En cette année du centenaire de la disparition de Claude Debussy (1862-1918), il n’est pas un interprète qui n’inclue de ses œuvres dans les concerts diffusés sur notre côte basque : depuis le violoncelliste Gautier Capuçon lors du dernier festival biarrot des « Beaux Jours de la Musique » jusqu’aux « romances » interprétées par la soprane Manon Lamaison avec Lutxi Nesprias au piano dans le beau salon des Gobelins au Château d'Arcangues, en passant par la « Petite Suite » jouée au Théâtre Quintaou d’Anglet par l’Orchestre national Bordeaux Aquitaine… Et en attendant ce dimanche 6 mai l’interprétation à l’hôtel du Palais du Quatuor en fa majeur de Maurice Ravel dont on se souviendra que Debussy l’avait adjuré de n’y pas altérer une seule note, contrairement à ce que lui suggéraient ses éditeurs : « Au nom des dieux de la musique, et au mien, ne touchez à rien de ce que vous avez écrit de votre Quatuor » !
Sans doute, la « Barque sur l’Océan » du compositeur ziburutar avait-elle touché « La Mer », les esquisses symphoniques pour orchestre de Debussy, dont le compositeur Arthur Honegger disait que « chaque note, chaque timbre – tout est pensé, ressenti et contribue à l'animation émotionnelle ». Quant à la pianiste Marguerite Long, dont on conserve l'enregistrement historique (1932) du Concerto en Sol de Ravel (lequel dirigeait l’orchestre), elle écrivait : « Personne après Debussy n'a joué du piano comme avant. Il nous a trop bien habitués à l'oscillation infinie de sa propre vibration, à ce diapason révélateur. De cette sensibilité extraordinaire découle son emprise, son immense capacité à séduire. Et ses méthodes d'écriture ou l'utilisation proscrite de certaines harmonies n'ont aucune importance. Voici ce que ses innombrables imitateurs n'ont pas compris ». Cependant, elles n’en furent pas moins « contrastées », les relations entre Ravel et Debussy en qui le compositeur ziburutar voyait certes « un artiste incomparable, un individu au génie des plus phénoménaux »… Mais Ravel considérait également que certaines de ses œuvres de jeunesse – « Habanera » et « Jeux d’eau » - auraient inspiré à Debussy quelques pages dont la critique omit de reconnaître la « filiation ravélienne »…
Et toutes ces grandes figures du monde musical se donnaient alors rendez-vous sur la côte basque !
········
## CONSIGNE A
D'après l'extrait sur Debussy, en quelle année date l'enregistrement historique du Concerto en Sol de Ravel par Marguerite Long ?
## CONSIGNE B
Dressez la liste de tous les interprètes, solistes ou ensembles, que l'extrait sur Debussy présente comme ayant joué des œuvres de Debussy sur la côte basque.

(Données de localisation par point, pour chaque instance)
········
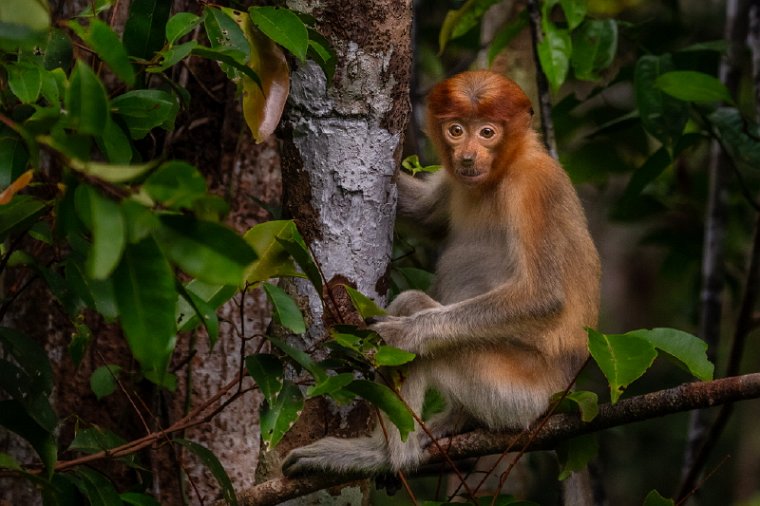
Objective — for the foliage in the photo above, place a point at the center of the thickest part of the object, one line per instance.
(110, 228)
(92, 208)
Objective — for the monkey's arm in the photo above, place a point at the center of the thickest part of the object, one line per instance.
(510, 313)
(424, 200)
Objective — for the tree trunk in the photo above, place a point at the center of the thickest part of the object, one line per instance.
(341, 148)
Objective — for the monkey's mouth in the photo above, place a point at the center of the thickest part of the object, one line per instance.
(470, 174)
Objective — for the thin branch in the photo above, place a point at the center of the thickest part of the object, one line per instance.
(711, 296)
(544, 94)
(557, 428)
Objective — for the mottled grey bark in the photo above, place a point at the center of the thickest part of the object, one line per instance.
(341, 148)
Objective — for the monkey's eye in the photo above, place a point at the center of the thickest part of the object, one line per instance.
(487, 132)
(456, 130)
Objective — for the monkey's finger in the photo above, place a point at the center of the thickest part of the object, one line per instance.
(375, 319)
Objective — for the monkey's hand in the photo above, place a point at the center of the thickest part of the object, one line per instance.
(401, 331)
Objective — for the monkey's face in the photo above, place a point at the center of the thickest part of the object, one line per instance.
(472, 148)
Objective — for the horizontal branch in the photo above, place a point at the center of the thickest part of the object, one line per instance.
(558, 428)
········
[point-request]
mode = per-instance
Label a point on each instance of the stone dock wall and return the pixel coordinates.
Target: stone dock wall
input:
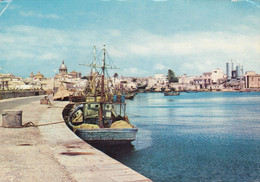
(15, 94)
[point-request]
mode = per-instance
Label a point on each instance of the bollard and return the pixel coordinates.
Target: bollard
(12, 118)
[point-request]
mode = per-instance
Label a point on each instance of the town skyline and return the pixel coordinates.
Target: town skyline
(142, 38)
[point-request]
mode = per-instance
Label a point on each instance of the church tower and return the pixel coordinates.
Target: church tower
········
## RÉPONSE ATTENDUE A
De 1932.

## RÉPONSE ATTENDUE B
- Gautier Capuçon
- Manon Lamaison
- Lutxi Nesprias
- L'Orchestre national Bordeaux Aquitaine